====== READING PASSAGE

June 4, 2015 By Claire Hume 1 comment Celebrating Local Businesses, Community Blog
This is the second in our series highlighting innovation and creativity within our region’s business sector.
Transitioning to a green economy, one in which businesses prosper symbiotically with the environment, is a concept that has proven easy to romanticize, but difficult to bring to fruition. The cost and logistics of making environmentally friendly adjustments to an established operation often seem prohibitive to business owners. On top of that, the specialized knowledge needed to tackle challenges like reducing a cooperation’s carbon footprint, water use, energy consumption, or waste output can be overwhelming for people already balancing a full schedule and a tight budget.
Helping businesses navigate these obstacles and reach their goals – from local sourcing to increasing efficiency to carbon neutrality – is an ambitious small company called Synergy Enterprises, founded in 2008 in Victoria by Jill Doucette. Jill grew up in Grand Forks, a community of 4,000 in the interior of B.C. built largely on farming and family-run businesses. At 17 she came to Vancouver Island to study biology at the University of Victoria. She was off to a strong entrepreneurial start when, shortly after moving here, she decided she would start a house painting company to pay for school. Jill organized contracts during the school year and spent all summer painting. Still a teenager, Jill was working 100 hours a week, had 17 employees, and was saving enough to finance her degree.

============
====== INPUT DATA

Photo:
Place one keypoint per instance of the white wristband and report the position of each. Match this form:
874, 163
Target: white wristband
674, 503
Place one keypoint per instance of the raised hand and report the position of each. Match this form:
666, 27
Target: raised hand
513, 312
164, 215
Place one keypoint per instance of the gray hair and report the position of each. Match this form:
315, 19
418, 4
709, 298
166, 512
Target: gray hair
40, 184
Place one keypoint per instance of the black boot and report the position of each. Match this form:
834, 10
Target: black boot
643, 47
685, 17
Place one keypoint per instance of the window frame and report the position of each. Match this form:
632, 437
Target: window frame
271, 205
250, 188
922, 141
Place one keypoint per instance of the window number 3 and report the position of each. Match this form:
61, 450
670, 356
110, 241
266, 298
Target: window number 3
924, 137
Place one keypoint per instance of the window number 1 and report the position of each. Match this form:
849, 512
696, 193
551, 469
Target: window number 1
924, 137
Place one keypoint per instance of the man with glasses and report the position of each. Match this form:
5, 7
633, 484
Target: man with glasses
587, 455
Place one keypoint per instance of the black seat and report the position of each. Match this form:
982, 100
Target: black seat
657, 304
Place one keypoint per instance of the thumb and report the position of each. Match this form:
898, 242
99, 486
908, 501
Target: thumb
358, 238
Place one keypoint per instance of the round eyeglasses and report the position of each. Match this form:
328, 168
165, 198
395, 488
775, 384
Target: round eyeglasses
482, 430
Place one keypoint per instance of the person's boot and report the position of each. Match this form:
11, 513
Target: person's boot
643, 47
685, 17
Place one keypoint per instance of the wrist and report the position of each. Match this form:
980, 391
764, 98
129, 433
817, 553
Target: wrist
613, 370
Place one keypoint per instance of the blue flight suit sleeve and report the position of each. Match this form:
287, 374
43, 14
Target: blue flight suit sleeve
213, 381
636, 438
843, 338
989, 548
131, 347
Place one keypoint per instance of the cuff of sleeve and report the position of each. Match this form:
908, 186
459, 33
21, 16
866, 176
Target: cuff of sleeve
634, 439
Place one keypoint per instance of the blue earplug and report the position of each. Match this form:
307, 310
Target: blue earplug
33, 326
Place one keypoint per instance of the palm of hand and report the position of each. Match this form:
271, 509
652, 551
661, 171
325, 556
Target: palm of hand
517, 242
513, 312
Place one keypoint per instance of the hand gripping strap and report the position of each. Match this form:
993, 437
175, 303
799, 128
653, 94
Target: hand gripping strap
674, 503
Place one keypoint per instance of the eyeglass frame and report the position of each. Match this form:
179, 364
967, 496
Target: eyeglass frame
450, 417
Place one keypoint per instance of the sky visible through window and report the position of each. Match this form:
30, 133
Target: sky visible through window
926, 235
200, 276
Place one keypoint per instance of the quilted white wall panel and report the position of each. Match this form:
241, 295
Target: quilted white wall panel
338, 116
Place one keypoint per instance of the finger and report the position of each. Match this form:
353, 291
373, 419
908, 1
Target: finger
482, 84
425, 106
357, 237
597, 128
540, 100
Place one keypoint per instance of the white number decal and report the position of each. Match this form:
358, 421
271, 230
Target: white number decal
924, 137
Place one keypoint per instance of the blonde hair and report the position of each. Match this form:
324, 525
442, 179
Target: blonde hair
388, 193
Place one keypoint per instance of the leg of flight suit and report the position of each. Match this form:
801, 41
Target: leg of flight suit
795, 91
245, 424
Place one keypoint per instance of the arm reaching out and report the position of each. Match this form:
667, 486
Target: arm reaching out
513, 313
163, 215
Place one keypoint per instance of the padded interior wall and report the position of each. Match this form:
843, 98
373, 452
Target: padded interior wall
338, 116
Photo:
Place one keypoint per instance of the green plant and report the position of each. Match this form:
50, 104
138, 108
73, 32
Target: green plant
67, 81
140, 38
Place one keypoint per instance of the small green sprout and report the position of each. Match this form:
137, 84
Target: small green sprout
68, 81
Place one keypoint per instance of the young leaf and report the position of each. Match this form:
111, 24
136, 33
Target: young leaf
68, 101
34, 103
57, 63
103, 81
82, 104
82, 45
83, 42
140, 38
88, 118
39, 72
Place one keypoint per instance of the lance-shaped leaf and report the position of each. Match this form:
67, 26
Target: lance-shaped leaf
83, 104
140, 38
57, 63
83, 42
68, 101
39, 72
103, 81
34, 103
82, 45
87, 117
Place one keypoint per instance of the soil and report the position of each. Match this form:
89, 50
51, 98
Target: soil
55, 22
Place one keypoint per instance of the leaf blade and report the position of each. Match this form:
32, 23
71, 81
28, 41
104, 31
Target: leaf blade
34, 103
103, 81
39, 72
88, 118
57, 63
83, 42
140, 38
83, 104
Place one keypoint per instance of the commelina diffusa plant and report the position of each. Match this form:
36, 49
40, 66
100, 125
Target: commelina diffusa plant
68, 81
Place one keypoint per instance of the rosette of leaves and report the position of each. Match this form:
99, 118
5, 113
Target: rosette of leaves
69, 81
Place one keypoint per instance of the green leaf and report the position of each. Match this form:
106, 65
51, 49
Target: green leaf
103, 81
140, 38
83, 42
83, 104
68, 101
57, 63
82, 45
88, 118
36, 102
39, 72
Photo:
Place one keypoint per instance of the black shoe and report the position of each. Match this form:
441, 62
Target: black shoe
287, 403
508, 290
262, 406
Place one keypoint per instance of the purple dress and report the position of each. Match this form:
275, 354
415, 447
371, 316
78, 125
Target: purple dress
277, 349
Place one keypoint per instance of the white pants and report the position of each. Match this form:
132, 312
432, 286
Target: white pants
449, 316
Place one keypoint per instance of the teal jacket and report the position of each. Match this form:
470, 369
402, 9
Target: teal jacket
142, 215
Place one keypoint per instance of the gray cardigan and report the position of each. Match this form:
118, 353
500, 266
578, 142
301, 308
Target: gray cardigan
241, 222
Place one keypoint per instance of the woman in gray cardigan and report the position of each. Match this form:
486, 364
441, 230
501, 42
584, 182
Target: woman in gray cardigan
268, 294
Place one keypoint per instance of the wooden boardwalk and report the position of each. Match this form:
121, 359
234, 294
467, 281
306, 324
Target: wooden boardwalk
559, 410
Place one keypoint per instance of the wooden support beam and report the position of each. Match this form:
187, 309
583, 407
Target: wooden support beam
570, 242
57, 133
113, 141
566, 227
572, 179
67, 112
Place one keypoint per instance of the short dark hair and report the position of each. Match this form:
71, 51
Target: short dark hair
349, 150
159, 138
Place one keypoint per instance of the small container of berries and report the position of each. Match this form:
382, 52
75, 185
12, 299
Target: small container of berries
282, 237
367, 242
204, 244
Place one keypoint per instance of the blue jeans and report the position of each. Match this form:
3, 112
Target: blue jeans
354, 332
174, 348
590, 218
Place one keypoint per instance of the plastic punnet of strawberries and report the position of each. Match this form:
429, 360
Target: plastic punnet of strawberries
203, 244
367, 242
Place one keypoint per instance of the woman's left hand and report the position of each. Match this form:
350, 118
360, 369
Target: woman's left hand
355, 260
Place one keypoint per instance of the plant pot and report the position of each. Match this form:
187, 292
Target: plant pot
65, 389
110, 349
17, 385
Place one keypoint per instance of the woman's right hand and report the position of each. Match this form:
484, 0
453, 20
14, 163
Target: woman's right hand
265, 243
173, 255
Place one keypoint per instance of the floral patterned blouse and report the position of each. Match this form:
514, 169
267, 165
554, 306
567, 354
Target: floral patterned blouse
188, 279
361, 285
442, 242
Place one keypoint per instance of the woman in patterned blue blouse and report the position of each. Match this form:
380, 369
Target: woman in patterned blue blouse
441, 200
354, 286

============

COMPLETE THE FOLLOWING:
• 1. Summarize the blog post about Synergy Enterprises in two sentences.
• 2. Retype the stretch of the blog post from "Helping businesses navigate" through "finance her degree.", keeping every word and mark unchanged.

ANSWERS FOR THIS EXERCISE:
• 1. Moving to a green economy is easy to romanticize but hard to achieve, since environmentally friendly changes can seem too costly and the specialized knowledge involved can overwhelm owners with full schedules and tight budgets. Synergy Enterprises, founded in Victoria in 2008 by Jill Doucette, helps businesses past these obstacles; Doucette grew up in Grand Forks, came to study biology at the University of Victoria, and paid for her degree as a teenager by running a house painting company with 17 employees.

• 2.
Helping businesses navigate these obstacles and reach their goals – from local sourcing to increasing efficiency to carbon neutrality – is an ambitious small company called Synergy Enterprises, founded in 2008 in Victoria by Jill Doucette. Jill grew up in Grand Forks, a community of 4,000 in the interior of B.C. built largely on farming and family-run businesses. At 17 she came to Vancouver Island to study biology at the University of Victoria. She was off to a strong entrepreneurial start when, shortly after moving here, she decided she would start a house painting company to pay for school. Jill organized contracts during the school year and spent all summer painting. Still a teenager, Jill was working 100 hours a week, had 17 employees, and was saving enough to finance her degree.